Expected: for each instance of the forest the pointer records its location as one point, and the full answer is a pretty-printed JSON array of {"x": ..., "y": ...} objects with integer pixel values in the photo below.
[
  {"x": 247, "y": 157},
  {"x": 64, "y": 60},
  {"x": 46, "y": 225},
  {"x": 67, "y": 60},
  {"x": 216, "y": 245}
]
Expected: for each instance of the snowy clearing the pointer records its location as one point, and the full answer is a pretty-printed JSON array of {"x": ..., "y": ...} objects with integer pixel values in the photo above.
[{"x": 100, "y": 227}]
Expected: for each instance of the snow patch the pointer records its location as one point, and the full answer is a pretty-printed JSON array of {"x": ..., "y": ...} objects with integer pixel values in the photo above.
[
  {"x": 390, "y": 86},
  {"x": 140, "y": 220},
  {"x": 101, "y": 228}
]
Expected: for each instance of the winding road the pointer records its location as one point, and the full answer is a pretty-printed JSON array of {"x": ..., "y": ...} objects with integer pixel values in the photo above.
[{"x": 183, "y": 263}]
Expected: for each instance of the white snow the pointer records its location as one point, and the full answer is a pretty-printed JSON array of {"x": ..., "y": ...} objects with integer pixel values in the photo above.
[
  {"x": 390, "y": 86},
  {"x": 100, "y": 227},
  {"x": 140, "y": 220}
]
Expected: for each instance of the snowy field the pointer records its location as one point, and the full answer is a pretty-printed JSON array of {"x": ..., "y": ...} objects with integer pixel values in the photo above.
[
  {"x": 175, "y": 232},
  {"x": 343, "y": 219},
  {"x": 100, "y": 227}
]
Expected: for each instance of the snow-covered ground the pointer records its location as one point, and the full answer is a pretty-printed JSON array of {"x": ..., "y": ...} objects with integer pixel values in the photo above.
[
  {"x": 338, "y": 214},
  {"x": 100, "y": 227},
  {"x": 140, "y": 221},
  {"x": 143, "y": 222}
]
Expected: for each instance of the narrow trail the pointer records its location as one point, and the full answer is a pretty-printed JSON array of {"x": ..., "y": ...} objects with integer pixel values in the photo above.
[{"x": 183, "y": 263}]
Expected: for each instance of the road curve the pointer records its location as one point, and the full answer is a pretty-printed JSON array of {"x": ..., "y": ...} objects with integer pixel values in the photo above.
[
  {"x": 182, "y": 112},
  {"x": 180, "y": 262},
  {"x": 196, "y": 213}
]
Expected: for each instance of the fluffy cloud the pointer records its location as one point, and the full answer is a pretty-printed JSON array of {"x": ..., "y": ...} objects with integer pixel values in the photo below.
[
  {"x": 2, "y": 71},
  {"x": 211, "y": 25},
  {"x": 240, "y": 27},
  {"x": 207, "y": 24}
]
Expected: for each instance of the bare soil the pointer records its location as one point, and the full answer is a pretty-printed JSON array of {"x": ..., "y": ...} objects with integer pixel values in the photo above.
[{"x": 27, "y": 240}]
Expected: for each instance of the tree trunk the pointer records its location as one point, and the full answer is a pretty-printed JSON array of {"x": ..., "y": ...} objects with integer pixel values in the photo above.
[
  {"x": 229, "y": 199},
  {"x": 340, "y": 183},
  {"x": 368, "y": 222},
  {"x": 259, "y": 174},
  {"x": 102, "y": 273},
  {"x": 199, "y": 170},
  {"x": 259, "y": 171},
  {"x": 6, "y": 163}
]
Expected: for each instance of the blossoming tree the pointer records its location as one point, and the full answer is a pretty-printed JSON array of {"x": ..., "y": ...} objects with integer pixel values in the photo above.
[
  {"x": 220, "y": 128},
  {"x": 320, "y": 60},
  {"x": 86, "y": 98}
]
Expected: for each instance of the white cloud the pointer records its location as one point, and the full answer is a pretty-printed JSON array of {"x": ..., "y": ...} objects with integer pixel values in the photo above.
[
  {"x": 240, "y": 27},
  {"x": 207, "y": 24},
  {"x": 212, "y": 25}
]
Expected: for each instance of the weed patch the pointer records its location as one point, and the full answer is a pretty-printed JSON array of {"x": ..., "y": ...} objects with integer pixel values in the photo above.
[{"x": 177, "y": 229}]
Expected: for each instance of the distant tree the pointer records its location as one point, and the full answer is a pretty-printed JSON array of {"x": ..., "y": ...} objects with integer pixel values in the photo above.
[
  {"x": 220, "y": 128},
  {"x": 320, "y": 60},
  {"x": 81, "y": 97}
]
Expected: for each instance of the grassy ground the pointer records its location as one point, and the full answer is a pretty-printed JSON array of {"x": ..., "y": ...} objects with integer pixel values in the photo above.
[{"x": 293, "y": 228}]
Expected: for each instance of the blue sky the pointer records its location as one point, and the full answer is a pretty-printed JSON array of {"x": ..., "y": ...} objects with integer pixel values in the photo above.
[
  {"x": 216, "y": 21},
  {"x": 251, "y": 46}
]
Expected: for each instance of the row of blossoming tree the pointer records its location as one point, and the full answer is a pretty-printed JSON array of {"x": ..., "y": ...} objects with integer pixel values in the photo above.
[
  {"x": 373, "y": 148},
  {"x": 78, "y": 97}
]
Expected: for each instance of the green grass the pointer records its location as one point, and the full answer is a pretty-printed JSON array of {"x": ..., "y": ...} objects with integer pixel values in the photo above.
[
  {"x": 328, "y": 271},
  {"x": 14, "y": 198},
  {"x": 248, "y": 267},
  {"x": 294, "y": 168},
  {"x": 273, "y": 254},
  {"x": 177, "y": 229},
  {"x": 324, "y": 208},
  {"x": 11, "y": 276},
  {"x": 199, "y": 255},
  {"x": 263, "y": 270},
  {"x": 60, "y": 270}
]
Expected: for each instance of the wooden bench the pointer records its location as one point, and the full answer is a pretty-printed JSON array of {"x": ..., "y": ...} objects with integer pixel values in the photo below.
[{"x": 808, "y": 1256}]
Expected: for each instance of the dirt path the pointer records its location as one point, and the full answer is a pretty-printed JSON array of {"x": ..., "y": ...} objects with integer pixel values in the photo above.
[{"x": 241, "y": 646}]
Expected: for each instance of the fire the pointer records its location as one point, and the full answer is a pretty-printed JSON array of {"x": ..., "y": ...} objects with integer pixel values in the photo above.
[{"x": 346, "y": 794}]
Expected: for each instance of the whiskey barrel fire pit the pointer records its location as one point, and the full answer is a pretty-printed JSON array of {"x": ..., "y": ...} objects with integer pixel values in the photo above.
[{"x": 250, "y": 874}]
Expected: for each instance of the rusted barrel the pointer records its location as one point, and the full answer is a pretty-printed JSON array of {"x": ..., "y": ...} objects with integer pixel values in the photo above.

INSTRUCTIONS FOR THE TASK: Reproduce each line of the material above precisely.

ANSWER TO THIS TASK:
Expected: for each instance of the forest the pointer records its location as one point, and the full answer is a pretty-printed JSON array of {"x": ..., "y": ...} objects with integer pixel values in the photo below.
[
  {"x": 247, "y": 157},
  {"x": 64, "y": 60},
  {"x": 46, "y": 225},
  {"x": 67, "y": 60},
  {"x": 216, "y": 245}
]
Expected: for each instance of the snowy clearing the pointer records its location as one point, and the full answer is a pretty-printed JSON array of {"x": ..., "y": ...} objects with integer pixel values in the photo above.
[{"x": 100, "y": 227}]
Expected: for each instance of the snow patch the pointer records its location as one point, and the full answer is a pretty-printed JSON array of {"x": ..., "y": ...} objects with integer pixel values in the photo above.
[
  {"x": 390, "y": 86},
  {"x": 140, "y": 220},
  {"x": 101, "y": 228}
]
Expected: for each instance of the winding road the pointer records its location as one point, and the full answer is a pretty-printed JSON array of {"x": ..., "y": ...} objects with integer pixel values in the photo above.
[{"x": 183, "y": 263}]
Expected: for each instance of the white snow the pointer records its location as one point, and the full answer is a pretty-printed JSON array of {"x": ..., "y": ...} objects with integer pixel values in the photo above.
[
  {"x": 390, "y": 86},
  {"x": 100, "y": 227},
  {"x": 140, "y": 220}
]
Expected: for each instance of the snowy field the pointer records its location as one point, and the full answer is a pretty-printed JSON array of {"x": ..., "y": ...} objects with integer pixel values in the photo above.
[
  {"x": 175, "y": 232},
  {"x": 343, "y": 219},
  {"x": 100, "y": 227}
]
Expected: for each instance of the snow-covered ground the pointer records its location as one point, and the full answer is a pretty-printed JSON array of {"x": ..., "y": ...} objects with integer pixel values in the photo above.
[
  {"x": 338, "y": 214},
  {"x": 100, "y": 227},
  {"x": 140, "y": 221},
  {"x": 143, "y": 222}
]
Expected: for each instance of the narrow trail the pointer records its location as one point, and the full answer is a pretty-printed JSON array of {"x": ..., "y": ...} objects with integer pixel values in the photo above.
[{"x": 183, "y": 263}]
Expected: for each instance of the road curve the pointer records its location as one point, and the full answer is a pretty-printed JSON array of {"x": ..., "y": ...} objects with integer pixel values in the photo above.
[
  {"x": 182, "y": 112},
  {"x": 180, "y": 262},
  {"x": 196, "y": 213}
]
Expected: for each instance of the fluffy cloud the pointer records its location as one point, and the full answer is a pretty-printed JSON array of {"x": ..., "y": ...} objects with integer pixel values in the photo below.
[
  {"x": 2, "y": 71},
  {"x": 211, "y": 25},
  {"x": 240, "y": 27},
  {"x": 207, "y": 24}
]
Expected: for each instance of the bare soil the pointer records its location as one point, and the full answer is a pretty-printed JSON array of {"x": ..., "y": ...} objects with integer pixel values in the photo above.
[{"x": 27, "y": 240}]
Expected: for each instance of the tree trunk the pointer records its location as one point, and the full answer is a pretty-printed JSON array of {"x": ..., "y": ...} objects with integer pixel values in the photo above.
[
  {"x": 229, "y": 199},
  {"x": 340, "y": 183},
  {"x": 368, "y": 222},
  {"x": 259, "y": 174},
  {"x": 102, "y": 273},
  {"x": 199, "y": 170},
  {"x": 259, "y": 171},
  {"x": 6, "y": 163}
]
Expected: for each instance of the blossoming tree the pointer records its location as one point, and the full answer is a pretty-printed JSON array of {"x": ..., "y": ...} objects with integer pixel values in the photo above.
[
  {"x": 220, "y": 128},
  {"x": 320, "y": 60},
  {"x": 86, "y": 98}
]
Expected: for each instance of the white cloud the pointer records its location as one point, and the full answer is a pretty-printed JSON array of {"x": ..., "y": ...} objects with integer pixel values in the photo above.
[
  {"x": 240, "y": 27},
  {"x": 207, "y": 24},
  {"x": 212, "y": 25}
]
Expected: for each instance of the weed patch the pointer records its location as one point, and the full answer is a pretty-printed JSON array of {"x": ..., "y": ...} objects with integer pixel values in the photo above.
[{"x": 177, "y": 229}]
Expected: for each instance of the distant tree the pointer records its location as one point, and the full answer is a pretty-printed JSON array of {"x": ..., "y": ...} objects with integer pixel values in the photo above.
[
  {"x": 220, "y": 128},
  {"x": 320, "y": 60},
  {"x": 81, "y": 97}
]
Expected: for each instance of the grassy ground the pointer records its location as one point, and the full answer is a pretty-printed JSON array of {"x": ..., "y": ...} objects with integer pixel values in the photo above.
[{"x": 293, "y": 228}]
Expected: for each instance of the blue sky the pointer records its location as one point, and the full answer is a pretty-printed JSON array of {"x": ..., "y": ...} objects with integer pixel values in the photo above.
[
  {"x": 216, "y": 21},
  {"x": 251, "y": 46}
]
Expected: for each instance of the row of blossoming tree the pointer records its location as one point, and the full answer is a pretty-printed JSON array of {"x": ..., "y": ...} objects with integer pixel values in the photo above.
[
  {"x": 373, "y": 148},
  {"x": 78, "y": 97}
]
Expected: for each instance of the green grass the pointer records its location as one point, and the full answer is a pretty-printed JSON array of {"x": ..., "y": ...} objects with integer pixel values in the photo above.
[
  {"x": 328, "y": 271},
  {"x": 14, "y": 198},
  {"x": 248, "y": 267},
  {"x": 294, "y": 168},
  {"x": 273, "y": 254},
  {"x": 177, "y": 229},
  {"x": 324, "y": 208},
  {"x": 11, "y": 276},
  {"x": 199, "y": 255},
  {"x": 263, "y": 270},
  {"x": 60, "y": 270}
]
Expected: for each instance of the wooden bench the pointer records its location as one point, and the full answer is a pretty-printed JSON array of {"x": ..., "y": ...} objects with integer pixel values in the photo below.
[{"x": 808, "y": 1256}]
Expected: for each instance of the dirt path the pointer records its location as one point, and the full answer is a pretty-printed JSON array of {"x": ..., "y": ...} objects with integer pixel values in the photo above.
[{"x": 241, "y": 646}]
Expected: for each instance of the fire the pointer records its location as one point, and the full answer is a pretty-printed JSON array of {"x": ..., "y": ...} objects with integer pixel values in the photo above.
[{"x": 346, "y": 794}]
Expected: for each instance of the whiskey barrel fire pit the pointer records its location as one point, and the full answer is a pretty-printed JSON array of {"x": ..., "y": ...} objects with integer pixel values in the photo above.
[{"x": 250, "y": 874}]
Expected: for each instance of the rusted barrel the pointer records its location as one point, and the full answer is a pretty-printed JSON array of {"x": ..., "y": ...} objects with integer pixel values in the photo above.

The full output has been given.